**What you will do**
Please copy each line in the records below that contains the string "instance".

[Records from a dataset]
- Opening Delimiter -

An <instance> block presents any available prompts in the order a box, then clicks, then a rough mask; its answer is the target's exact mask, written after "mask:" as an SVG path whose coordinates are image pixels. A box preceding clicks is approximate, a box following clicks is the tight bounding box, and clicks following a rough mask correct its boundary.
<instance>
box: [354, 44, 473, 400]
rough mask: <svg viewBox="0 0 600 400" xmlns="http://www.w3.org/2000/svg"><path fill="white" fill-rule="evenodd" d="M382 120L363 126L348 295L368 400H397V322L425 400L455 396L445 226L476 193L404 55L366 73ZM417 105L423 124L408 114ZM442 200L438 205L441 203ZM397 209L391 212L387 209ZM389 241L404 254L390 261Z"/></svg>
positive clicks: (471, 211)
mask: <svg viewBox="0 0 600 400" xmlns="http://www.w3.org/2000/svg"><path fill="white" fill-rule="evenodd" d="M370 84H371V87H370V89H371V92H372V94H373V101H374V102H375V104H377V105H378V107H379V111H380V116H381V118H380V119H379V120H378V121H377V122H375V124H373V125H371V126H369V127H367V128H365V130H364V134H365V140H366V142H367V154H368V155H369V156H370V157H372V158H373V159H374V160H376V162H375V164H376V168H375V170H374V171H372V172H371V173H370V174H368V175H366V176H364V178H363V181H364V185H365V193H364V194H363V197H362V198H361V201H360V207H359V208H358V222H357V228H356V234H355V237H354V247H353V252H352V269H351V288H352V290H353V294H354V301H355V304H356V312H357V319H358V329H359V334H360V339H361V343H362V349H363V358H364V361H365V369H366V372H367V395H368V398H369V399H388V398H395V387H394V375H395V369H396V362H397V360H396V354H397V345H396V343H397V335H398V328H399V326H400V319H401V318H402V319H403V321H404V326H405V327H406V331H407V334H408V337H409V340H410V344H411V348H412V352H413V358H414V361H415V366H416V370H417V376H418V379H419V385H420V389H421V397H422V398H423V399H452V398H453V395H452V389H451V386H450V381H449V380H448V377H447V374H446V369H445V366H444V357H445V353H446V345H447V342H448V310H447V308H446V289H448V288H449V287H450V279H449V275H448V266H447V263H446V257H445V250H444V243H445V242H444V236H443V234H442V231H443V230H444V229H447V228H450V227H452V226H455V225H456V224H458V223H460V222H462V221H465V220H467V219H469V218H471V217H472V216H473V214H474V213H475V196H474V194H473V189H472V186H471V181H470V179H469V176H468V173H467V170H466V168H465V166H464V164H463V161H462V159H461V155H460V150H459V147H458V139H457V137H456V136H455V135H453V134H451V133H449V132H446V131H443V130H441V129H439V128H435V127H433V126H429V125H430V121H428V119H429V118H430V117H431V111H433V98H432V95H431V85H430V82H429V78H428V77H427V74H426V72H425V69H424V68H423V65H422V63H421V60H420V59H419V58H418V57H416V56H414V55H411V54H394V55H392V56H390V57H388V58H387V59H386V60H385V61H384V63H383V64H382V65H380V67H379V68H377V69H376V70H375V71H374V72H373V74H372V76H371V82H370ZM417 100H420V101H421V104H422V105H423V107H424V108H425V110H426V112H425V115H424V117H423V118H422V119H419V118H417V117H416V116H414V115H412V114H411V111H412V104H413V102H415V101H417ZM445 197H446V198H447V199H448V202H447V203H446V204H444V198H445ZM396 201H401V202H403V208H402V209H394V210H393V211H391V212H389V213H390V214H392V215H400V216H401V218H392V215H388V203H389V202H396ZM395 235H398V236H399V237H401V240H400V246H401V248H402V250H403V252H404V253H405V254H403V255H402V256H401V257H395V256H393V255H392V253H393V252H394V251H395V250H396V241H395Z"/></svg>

- Closing Delimiter -

**Exercise solution**
An <instance> block presents any available prompts in the order a box, then clicks, then a rough mask; its answer is the target's exact mask, written after "mask:" as an SVG path whose coordinates are image pixels. A box preceding clicks is approximate, a box following clicks is the tight bounding box, and clicks following a rough mask correct its boundary.
<instance>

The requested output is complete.